╔══

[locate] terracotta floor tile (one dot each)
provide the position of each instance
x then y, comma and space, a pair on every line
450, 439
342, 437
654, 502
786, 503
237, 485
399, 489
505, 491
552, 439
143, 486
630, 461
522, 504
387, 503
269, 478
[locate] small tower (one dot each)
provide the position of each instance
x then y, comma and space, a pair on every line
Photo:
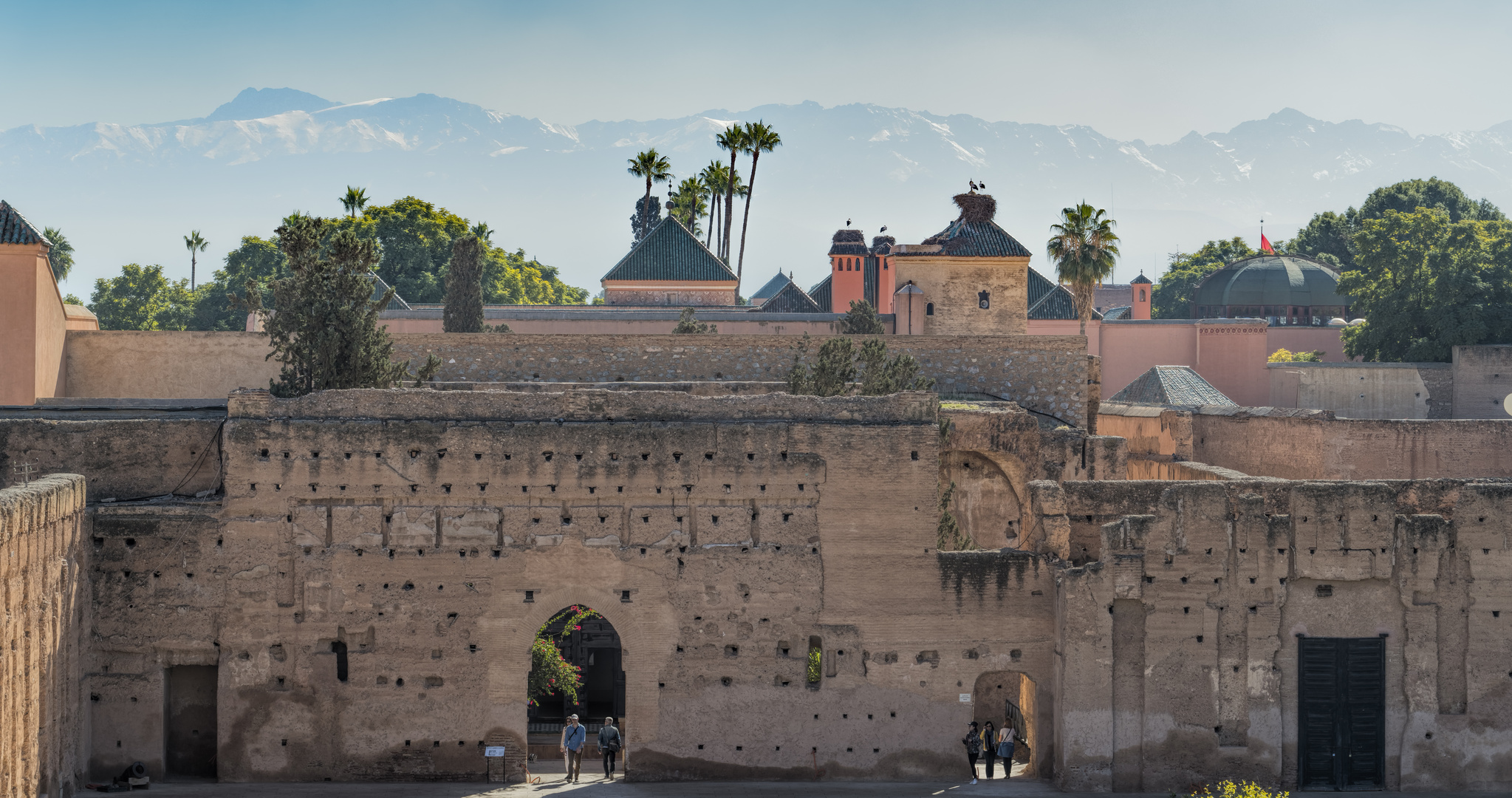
1140, 296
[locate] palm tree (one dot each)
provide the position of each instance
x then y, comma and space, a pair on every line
355, 200
759, 138
61, 256
196, 244
732, 140
688, 203
1084, 248
655, 168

╚══

### What you need to do:
Return all of the data above verbatim, line for line, but omit the pictures.

### Answer below:
[locate] terracotta floor tile (one dot each)
provide the position of each instance
x then y, comma and space, a pair on every line
450, 439
342, 437
654, 502
786, 503
237, 485
399, 489
505, 491
552, 439
143, 486
630, 461
522, 504
387, 503
269, 478
[locate] small tower (one dot each)
provide the position of each instance
x then y, comma and space, a pair on every line
Photo:
1140, 296
[locate] palm tree (one dot each)
provide the position of each instance
x then y, comma and space, a pair on every line
355, 200
759, 138
61, 256
196, 244
732, 140
688, 203
1084, 248
655, 168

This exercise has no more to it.